QUOTED PASSAGE →
——————

Actually, an Aurora J2 might have been just as detailed (or more so) than the PL version. It almost certainly would have had no lower level, but look at the amount of detail in the Flying Sub and Spindrift kits they released. Not that they were particularly accurate, of course - but both had more detailed seats than PL's J2.
AT


----------



## AZbuilder (Jul 16, 1999)

> but look at the amount of detail in the Flying Sub and Spindrift kits they released.


 You are correct that the kits had detail, but the interior was inaccurate such as no fusion core display in the rear cabin of the flying sub as well as a bed, no floor panels, the overall shape of the exterior was off. The interior of the Spindrift was inaccurate as well. I mean only 4 seats instead of 6 in the passanger cabin and the cockpit was incorrect and dont get me started on the passanger cabin hull but over all a good effort on Auroras part on just producing these kits given the tooling of the time we bought and built these kits and thought they were really cool kits and did not really care that they were inaccurate untill we got older and improved our modeling skill and the aftermarket kits started popping up and we are now able to recreate more accurate versions of the kits we built as kids.

AZbuilder
John Davis


----------



## MightyMax (Jan 21, 2000)

One Word


MOONBUS!


Max Bryant


----------



## john guard (Dec 31, 2001)

was i the only one who used 2 pie tins and tape to make a J-2 as a kid??


----------



## Seaview (Feb 18, 2004)

I've always fantasized that Aurora would've made the kit as a diorama, with a 5" diameter upper and lower hull, minimal interior (control panel and cockpit seats), and an alien planet base with ramp, tables, force field generator and HO scaled figures.
The ship, sans landing gear, would fit ("do not cement!") into a lower hull shaped "crater", so the average 10-year-old builder could either display the ship as a landed camp site or pick it up and "whooooosh!" it around the room.

——————

WRITTEN PROBLEM A →
According to the model kit forum thread, how many passenger cabin seats did the Spindrift kit have?
WRITTEN PROBLEM B →
In the model kit forum thread, rename "Spindrift" as "Chariot" and write out the passage between "Actually, an Aurora" and "than PL's J2.", inclusive.
WRITTEN PROBLEM C →
Write what comes next in the model kit forum thread, picking up after its final sentence.
The entries that follow have no part in this.

[Annotation records]
——————

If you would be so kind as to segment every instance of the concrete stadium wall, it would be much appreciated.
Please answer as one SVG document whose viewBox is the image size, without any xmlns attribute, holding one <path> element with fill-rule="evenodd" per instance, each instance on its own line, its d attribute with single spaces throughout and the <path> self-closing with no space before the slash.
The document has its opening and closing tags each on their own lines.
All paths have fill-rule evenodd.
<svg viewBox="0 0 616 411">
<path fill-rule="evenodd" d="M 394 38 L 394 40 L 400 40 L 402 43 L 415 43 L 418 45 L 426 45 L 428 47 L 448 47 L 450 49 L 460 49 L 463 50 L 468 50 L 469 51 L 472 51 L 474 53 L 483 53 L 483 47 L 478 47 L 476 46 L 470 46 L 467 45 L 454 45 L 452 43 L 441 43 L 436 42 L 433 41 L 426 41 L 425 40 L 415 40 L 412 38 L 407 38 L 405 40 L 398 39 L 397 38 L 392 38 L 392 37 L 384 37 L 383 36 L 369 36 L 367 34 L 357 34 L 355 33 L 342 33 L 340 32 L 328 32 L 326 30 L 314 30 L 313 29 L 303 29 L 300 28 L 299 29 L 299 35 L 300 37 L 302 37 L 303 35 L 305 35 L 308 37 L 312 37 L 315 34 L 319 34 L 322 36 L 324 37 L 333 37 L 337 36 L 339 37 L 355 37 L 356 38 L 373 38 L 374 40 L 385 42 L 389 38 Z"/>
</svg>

——————

ANSWER A →
Four, instead of the six there should have been.

ANSWER B →
Actually, an Aurora J2 might have been just as detailed (or more so) than the PL version. It almost certainly would have had no lower level, but look at the amount of detail in the Flying Sub and Chariot kits they released. Not that they were particularly accurate, of course - but both had more detailed seats than PL's J2.

ANSWER C →
Well, anyway, that's what I would've created had I been one of the designers at Aurora in 1966. :wave:


----------



## Krel (Jun 7, 2000)

AZbuilder said:


> as no fusion core display in the rear cabin of the flying sub as well as a bed, no floor panels,
> 
> AZbuilder
> John Davis


 The flying sub set did have a bunk....usually. It was like all other Irwin Allen vehicles, the interior was.....malleable. I agree that no nuclear reactor wall, the fs was nuclear powered, was missed, but for the floors, they would have had to used clear plastic, and such a large piece would have been a problem back then, maybe even now. Maybe they could have used decals?

As for the vehicle exterior, and interiors not matching, Aurora was was trying to fit an interior that matches the set with the exterior design, when most of the vehicle sets did not have interiors, as the interior set was larger than the exterior vehicle mock-up. The one exception that I can think of was the flying sub, Aurora had to add a room to make the model fit the design. A first for Irwin Allen. :lol:

Aurora was not alone in this, AMT had to find a way to fit an interior, simple as they made it into a vehicle design that was not suppose to be that large. Matt Jefferies designed the shuttle craft to be a small vehicle, but either JR, or the network wanted a larger interior than the vehicle was designed for. It has caused may headaches for model builders over the decades.

When they had an exterior and interior that matched they could do a good job. As MightyMax said, look at the moonbus, not totally accurate, but a very nice kit.

My personal opinion on the J2 is that it would have be made where you could build it either landing legs up, or down, and only with an upper level.

David.


----------



## Zathros (Dec 21, 2000)

john guard said:


> was i the only one who used 2 pie tins and tape to make a J-2 as a kid??


no, youre not..I did it too..lol..


----------



## NTRPRZ (Feb 23, 1999)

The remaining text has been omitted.